** BEGIN **

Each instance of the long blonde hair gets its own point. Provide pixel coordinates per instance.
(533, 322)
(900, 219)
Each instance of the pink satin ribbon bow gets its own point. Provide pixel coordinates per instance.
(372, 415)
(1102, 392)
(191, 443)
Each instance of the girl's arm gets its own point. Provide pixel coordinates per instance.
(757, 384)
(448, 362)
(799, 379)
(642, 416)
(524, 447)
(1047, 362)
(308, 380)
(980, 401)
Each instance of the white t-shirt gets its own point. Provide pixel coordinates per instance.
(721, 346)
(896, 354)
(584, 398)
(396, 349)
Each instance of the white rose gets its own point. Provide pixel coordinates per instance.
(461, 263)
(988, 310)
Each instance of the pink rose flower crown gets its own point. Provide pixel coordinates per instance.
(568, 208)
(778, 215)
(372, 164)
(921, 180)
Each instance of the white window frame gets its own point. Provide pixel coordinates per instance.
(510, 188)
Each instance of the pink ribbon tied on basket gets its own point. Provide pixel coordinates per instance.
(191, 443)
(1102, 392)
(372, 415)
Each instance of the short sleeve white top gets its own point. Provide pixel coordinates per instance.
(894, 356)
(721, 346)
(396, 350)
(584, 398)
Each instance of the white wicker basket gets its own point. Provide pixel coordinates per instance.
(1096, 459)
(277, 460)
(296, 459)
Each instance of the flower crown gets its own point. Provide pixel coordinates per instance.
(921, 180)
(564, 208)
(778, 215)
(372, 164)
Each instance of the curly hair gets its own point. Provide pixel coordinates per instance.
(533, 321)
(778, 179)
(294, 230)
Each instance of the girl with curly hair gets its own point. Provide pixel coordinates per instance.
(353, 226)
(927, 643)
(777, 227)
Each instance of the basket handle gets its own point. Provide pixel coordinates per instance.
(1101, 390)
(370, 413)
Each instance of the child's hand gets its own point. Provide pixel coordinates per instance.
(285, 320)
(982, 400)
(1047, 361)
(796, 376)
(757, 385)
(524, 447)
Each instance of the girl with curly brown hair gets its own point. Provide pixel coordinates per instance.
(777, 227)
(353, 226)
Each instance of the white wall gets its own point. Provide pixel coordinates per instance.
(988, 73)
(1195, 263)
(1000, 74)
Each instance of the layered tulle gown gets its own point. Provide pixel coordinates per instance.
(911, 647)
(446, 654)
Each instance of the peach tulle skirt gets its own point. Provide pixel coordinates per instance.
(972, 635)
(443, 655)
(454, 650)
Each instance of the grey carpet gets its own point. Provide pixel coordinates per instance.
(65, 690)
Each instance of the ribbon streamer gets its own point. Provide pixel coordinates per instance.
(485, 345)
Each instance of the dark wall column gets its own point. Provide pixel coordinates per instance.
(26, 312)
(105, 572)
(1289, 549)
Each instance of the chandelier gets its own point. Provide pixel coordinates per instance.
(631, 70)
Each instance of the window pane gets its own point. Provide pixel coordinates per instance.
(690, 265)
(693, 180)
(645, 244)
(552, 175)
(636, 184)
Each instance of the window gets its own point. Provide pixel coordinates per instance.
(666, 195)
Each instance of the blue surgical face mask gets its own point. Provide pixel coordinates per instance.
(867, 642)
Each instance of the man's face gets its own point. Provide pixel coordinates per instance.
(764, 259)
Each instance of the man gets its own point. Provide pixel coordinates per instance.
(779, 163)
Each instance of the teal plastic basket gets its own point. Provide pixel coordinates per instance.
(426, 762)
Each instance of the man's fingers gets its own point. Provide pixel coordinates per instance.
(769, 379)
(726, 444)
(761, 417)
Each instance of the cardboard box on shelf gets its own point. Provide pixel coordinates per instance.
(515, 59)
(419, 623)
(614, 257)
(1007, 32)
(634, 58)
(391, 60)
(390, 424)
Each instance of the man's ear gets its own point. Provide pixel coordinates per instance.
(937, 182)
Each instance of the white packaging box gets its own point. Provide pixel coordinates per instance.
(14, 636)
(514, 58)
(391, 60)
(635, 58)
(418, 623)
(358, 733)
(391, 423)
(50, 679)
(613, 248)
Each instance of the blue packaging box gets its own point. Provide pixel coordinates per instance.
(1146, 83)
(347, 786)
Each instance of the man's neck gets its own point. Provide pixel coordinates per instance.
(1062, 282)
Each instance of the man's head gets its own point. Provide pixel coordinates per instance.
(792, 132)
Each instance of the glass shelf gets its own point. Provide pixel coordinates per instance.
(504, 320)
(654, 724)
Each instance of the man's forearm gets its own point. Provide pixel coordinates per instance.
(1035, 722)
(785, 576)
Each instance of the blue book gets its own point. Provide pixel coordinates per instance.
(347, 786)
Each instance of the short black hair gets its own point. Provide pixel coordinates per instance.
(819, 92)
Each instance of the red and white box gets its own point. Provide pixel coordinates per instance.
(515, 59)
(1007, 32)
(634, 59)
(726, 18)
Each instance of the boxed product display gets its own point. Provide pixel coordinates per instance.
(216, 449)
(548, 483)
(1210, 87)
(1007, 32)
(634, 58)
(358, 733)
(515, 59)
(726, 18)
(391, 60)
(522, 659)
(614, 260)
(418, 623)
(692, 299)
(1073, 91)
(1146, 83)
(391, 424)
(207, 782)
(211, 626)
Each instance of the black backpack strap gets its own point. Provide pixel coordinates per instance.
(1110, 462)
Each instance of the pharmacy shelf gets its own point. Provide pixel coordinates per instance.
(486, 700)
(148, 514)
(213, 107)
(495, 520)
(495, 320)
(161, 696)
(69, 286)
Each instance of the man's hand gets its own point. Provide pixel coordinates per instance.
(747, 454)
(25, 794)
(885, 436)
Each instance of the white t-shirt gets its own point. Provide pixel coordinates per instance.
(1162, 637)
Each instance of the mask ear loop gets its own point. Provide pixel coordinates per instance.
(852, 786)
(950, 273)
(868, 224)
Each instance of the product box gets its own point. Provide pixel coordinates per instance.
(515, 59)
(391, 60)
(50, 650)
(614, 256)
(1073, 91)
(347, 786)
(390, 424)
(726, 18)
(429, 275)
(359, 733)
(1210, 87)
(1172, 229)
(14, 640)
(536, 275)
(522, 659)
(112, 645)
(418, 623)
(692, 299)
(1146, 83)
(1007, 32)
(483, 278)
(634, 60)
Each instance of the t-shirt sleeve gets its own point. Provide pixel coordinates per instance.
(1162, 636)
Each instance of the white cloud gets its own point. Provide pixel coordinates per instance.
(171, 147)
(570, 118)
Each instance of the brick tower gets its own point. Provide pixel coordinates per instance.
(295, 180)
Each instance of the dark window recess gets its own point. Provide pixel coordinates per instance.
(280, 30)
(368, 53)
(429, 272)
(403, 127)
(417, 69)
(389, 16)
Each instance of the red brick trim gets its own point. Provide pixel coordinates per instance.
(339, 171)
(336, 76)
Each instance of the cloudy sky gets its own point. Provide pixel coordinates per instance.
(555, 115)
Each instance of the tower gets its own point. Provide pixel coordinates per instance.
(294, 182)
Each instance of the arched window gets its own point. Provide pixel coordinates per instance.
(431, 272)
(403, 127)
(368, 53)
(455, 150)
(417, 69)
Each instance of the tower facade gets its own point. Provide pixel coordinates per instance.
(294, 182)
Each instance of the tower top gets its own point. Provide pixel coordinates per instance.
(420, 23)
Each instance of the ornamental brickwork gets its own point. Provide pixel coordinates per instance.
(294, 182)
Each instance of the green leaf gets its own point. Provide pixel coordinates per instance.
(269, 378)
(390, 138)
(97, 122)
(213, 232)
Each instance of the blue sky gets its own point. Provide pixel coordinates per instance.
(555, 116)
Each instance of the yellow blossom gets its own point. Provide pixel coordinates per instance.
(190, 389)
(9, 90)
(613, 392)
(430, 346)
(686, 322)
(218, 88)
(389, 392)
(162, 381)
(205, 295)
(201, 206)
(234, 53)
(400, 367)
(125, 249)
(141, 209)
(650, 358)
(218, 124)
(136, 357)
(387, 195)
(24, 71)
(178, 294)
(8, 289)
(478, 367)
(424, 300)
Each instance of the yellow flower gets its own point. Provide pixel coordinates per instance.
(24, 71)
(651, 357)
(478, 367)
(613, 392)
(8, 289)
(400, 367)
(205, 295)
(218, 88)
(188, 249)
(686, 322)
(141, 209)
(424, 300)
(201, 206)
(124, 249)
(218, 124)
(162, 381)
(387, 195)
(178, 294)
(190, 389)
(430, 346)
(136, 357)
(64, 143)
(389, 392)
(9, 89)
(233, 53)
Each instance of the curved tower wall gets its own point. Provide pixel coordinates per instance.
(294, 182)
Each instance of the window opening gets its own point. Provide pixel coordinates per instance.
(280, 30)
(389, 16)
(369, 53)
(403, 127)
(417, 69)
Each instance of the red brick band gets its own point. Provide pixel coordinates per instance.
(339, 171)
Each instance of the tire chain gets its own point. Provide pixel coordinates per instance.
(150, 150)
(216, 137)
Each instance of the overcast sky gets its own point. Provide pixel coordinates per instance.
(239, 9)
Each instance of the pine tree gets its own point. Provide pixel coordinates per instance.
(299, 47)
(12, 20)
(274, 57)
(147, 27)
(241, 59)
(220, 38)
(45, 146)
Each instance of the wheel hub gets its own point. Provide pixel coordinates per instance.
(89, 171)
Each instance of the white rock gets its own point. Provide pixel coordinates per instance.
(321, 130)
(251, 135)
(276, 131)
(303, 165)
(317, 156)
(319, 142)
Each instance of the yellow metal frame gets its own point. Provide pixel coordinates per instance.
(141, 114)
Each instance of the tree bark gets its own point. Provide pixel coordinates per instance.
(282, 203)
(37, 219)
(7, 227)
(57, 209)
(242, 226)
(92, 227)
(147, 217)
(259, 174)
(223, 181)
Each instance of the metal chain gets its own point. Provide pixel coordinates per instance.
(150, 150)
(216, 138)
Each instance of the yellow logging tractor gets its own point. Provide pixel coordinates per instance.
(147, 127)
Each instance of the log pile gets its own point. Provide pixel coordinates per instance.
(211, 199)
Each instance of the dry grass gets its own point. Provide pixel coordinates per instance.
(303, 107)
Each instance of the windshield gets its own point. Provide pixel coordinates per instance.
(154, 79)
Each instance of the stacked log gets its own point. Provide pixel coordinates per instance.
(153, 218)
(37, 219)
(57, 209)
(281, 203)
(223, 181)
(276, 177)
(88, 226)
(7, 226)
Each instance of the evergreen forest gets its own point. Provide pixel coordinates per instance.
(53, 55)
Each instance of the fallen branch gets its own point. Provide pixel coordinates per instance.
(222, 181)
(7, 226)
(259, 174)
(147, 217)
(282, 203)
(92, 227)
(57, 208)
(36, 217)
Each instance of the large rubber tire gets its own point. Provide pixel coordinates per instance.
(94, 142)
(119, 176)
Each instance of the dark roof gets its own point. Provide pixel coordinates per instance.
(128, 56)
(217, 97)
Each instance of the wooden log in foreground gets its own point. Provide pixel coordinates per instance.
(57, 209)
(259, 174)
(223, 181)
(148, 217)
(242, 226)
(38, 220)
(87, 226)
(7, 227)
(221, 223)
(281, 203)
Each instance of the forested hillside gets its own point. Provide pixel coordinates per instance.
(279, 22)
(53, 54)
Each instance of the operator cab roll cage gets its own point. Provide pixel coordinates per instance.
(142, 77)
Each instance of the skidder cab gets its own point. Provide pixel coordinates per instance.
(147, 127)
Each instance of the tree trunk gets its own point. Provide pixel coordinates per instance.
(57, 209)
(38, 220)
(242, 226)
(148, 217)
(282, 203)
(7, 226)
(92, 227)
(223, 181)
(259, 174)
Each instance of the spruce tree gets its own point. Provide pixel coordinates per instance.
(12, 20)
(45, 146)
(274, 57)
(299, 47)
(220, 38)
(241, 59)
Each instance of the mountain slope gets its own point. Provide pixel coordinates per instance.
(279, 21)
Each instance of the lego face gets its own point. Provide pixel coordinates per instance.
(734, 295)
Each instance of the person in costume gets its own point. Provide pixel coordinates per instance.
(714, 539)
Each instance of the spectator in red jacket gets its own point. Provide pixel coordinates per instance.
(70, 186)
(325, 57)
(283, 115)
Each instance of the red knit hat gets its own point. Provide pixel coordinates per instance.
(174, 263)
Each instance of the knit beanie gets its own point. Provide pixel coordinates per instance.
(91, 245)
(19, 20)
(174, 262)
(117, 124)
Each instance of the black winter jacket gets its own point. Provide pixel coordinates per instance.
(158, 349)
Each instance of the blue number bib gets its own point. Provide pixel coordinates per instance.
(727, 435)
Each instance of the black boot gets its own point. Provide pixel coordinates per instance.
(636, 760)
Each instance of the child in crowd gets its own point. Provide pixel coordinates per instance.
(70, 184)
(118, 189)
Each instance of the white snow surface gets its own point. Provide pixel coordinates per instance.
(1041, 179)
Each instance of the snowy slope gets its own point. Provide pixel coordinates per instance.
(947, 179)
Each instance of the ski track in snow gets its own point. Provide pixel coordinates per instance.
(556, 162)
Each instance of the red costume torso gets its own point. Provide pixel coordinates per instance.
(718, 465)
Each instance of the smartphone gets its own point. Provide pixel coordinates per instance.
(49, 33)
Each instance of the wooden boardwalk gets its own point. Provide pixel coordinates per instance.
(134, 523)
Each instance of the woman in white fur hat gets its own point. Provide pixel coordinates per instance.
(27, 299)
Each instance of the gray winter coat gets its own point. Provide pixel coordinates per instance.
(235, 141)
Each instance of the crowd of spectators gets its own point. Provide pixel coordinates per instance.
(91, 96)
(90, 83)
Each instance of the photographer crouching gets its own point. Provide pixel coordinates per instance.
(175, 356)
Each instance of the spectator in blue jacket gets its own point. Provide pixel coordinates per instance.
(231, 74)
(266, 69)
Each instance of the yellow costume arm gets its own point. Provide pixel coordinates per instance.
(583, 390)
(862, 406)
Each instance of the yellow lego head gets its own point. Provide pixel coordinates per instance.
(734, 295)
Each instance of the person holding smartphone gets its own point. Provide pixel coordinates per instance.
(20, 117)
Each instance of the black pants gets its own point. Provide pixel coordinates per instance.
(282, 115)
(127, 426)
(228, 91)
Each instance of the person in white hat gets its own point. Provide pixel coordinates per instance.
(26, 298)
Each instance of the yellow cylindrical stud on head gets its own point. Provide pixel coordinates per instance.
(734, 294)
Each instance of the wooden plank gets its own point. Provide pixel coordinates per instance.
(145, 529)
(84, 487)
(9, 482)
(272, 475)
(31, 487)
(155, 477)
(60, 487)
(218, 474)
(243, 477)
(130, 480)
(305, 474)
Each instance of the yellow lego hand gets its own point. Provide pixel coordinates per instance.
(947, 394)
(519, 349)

** END **

• _Requirements_: Quote, without any change, each line from the one that contains "Each instance of the person holding" through the end of the material.

• _Task output_:
Each instance of the person holding smartphone gets its own point. Provide pixel coordinates per instance.
(20, 117)
Each instance of the black pants gets its own point. Provide pixel coordinates per instance.
(282, 115)
(127, 426)
(228, 91)
Each instance of the person in white hat gets its own point. Provide pixel coordinates per instance.
(26, 298)
Each instance of the yellow cylindrical stud on head gets its own point. Provide pixel coordinates per instance.
(734, 294)
Each instance of the wooden plank gets its own point. Provide pixel coordinates per instance.
(145, 529)
(84, 487)
(9, 482)
(272, 475)
(31, 487)
(155, 477)
(60, 487)
(218, 474)
(243, 477)
(130, 480)
(305, 474)
Each instance of the yellow lego hand gets its own point. Provide pixel coordinates per instance.
(947, 394)
(519, 349)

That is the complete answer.